■ **PROBLEM TO SOLVE**
Copy the lines from the one with "Where can you spot the sky" up to and including the one with "column 573, row 77", swapping "blurred background" for "out-of-focus background" and changing nothing else.

==*==

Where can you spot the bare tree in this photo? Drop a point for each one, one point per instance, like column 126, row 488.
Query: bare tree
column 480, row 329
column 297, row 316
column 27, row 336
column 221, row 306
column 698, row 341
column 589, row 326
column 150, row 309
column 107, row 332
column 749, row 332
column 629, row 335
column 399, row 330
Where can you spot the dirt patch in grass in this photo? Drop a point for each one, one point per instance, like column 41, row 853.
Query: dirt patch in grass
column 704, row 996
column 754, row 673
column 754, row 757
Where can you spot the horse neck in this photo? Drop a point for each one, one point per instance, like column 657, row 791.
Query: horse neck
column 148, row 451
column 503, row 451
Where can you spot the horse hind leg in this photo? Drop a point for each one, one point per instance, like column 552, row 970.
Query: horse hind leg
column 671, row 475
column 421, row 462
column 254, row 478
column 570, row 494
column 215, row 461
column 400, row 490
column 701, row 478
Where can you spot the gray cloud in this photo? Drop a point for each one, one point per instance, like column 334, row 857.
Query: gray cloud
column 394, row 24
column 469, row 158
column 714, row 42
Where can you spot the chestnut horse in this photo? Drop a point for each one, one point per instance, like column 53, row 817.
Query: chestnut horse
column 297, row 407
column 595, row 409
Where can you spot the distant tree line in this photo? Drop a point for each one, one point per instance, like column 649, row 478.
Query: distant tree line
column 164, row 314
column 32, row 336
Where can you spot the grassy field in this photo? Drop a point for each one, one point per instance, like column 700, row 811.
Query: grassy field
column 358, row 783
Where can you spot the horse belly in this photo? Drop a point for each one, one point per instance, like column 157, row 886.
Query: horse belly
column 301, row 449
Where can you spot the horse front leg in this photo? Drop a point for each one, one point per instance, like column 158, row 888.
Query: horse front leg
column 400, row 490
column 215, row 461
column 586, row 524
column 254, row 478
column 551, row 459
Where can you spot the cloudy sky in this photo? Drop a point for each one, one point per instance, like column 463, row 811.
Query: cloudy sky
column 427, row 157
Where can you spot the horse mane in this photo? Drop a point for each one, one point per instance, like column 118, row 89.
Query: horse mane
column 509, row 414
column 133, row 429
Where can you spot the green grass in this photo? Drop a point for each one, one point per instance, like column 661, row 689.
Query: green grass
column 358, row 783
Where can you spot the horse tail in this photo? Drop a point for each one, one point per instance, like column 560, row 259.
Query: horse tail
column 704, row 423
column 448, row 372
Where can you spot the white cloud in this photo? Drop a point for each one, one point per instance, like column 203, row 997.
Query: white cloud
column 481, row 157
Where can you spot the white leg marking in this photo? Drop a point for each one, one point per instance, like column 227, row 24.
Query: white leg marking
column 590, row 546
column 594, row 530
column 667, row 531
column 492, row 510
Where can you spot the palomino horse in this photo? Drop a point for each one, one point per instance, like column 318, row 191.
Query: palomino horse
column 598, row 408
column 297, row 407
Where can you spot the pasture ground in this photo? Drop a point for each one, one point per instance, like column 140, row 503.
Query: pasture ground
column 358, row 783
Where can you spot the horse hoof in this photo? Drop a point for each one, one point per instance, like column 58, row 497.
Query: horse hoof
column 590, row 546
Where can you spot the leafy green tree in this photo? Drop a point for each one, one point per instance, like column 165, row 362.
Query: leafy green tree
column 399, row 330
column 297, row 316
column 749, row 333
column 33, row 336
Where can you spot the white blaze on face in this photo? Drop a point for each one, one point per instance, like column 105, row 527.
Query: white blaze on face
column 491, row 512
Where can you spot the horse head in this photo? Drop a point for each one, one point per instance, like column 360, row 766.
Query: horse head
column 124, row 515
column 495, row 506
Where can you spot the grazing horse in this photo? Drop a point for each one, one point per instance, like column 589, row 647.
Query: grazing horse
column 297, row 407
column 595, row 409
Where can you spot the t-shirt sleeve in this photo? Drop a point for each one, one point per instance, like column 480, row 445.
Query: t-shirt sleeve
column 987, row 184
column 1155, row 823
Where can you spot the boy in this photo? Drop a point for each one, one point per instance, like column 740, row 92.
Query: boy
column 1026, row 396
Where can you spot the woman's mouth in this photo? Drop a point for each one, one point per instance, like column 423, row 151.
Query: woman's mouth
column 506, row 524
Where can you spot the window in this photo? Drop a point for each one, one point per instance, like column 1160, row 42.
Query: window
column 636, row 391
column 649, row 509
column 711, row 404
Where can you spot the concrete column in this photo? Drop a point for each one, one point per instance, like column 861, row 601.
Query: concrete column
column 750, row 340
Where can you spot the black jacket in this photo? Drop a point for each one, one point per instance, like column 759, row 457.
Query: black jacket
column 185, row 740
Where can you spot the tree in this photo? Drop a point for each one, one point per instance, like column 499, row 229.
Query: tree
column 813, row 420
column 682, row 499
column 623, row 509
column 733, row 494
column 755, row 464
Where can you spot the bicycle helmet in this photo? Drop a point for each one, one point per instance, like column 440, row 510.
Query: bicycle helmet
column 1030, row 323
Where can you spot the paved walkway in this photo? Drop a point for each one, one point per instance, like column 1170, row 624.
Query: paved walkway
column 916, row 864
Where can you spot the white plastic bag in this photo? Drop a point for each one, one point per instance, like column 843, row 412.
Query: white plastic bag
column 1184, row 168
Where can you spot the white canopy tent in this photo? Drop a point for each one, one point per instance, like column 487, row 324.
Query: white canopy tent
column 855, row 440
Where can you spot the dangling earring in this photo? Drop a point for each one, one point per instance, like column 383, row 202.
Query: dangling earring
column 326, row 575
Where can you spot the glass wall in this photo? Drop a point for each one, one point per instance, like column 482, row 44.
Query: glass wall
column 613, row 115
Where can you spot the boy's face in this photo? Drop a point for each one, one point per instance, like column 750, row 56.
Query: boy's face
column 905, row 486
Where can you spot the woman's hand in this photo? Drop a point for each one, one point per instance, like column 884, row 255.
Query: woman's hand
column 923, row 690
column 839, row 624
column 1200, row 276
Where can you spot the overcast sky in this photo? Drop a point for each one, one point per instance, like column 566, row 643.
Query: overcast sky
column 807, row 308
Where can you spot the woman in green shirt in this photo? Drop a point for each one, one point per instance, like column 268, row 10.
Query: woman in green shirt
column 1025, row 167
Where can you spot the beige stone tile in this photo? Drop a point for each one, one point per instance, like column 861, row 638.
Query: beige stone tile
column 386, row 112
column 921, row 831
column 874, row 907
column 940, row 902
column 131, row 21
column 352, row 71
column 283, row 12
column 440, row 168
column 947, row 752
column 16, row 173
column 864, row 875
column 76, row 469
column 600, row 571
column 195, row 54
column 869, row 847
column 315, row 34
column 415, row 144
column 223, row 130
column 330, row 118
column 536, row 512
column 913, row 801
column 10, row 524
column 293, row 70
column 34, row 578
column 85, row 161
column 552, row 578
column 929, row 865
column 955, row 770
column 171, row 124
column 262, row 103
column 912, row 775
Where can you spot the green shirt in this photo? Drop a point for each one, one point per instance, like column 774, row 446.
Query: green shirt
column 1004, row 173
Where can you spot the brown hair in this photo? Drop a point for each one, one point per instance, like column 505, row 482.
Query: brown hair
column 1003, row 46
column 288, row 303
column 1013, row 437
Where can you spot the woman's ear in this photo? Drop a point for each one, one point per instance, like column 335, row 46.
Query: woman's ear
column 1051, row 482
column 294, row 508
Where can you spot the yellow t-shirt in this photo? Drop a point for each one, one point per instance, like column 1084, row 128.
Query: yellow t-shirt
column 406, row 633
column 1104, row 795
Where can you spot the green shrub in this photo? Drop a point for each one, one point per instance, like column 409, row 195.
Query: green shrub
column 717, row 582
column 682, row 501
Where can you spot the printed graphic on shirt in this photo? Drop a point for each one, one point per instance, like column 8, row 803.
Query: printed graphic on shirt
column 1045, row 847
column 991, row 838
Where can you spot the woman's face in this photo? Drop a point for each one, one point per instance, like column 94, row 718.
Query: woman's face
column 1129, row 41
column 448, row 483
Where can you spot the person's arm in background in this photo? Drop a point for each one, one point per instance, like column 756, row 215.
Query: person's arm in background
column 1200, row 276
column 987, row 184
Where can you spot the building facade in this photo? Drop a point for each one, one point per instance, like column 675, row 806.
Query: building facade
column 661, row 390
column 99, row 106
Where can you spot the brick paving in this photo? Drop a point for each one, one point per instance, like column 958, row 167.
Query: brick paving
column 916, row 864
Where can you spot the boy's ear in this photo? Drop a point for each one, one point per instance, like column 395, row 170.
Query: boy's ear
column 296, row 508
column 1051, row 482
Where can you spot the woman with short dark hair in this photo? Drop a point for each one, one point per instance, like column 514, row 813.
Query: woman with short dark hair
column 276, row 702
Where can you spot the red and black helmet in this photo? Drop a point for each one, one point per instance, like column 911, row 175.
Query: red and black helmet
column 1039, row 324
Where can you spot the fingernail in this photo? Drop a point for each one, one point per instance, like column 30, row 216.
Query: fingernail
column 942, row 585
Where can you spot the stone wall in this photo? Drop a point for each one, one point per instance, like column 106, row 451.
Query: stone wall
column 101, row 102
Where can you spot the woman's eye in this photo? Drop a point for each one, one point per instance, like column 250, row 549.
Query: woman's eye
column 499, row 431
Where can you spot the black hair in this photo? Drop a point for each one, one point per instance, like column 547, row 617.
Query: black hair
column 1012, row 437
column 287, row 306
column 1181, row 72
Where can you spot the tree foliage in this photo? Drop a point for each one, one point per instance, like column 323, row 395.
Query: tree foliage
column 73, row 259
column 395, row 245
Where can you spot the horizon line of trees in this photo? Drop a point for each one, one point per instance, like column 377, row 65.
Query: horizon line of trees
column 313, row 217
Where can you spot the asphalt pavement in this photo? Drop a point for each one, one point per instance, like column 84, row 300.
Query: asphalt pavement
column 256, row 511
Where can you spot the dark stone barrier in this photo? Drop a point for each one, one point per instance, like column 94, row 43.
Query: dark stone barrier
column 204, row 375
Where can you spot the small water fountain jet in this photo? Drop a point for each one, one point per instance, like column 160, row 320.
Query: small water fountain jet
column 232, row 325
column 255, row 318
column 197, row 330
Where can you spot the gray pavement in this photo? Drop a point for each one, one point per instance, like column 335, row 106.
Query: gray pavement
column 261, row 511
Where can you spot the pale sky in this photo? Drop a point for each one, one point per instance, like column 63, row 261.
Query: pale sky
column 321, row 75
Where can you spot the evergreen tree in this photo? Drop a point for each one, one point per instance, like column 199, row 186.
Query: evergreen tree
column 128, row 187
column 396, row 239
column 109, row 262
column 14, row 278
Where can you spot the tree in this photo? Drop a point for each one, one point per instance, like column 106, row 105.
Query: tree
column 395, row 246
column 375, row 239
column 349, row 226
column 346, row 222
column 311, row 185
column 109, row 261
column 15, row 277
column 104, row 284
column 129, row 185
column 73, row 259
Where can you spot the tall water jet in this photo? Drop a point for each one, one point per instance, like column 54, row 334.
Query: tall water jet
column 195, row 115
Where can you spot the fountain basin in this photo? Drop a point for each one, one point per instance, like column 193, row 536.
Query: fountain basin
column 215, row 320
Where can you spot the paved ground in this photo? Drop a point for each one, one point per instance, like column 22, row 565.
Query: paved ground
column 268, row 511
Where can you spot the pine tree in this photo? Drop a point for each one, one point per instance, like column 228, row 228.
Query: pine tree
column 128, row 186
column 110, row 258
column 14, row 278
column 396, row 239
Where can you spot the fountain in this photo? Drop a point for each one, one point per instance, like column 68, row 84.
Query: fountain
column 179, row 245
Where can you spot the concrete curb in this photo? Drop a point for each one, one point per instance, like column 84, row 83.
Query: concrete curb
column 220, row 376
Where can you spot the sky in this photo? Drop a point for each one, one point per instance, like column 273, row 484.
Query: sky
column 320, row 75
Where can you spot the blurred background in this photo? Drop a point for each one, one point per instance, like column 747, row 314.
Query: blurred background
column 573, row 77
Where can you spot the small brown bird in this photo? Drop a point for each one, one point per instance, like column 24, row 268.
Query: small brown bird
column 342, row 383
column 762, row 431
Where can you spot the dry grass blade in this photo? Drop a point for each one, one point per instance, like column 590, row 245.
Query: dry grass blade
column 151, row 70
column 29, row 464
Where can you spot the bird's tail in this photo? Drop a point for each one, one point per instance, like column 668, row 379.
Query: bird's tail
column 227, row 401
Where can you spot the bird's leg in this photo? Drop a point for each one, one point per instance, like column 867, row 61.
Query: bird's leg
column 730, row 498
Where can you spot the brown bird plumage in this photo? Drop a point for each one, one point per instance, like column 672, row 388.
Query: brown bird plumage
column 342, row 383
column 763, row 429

==*==

■ **THE COMPLETED TASK**
Where can you spot the sky in this photo? Drop a point for each one, one point per instance, like column 273, row 484.
Query: sky
column 320, row 75
Where can you spot the out-of-focus background in this photo? Drop a point for each one, one point per instance, like column 747, row 314.
Query: out-of-focus background
column 573, row 77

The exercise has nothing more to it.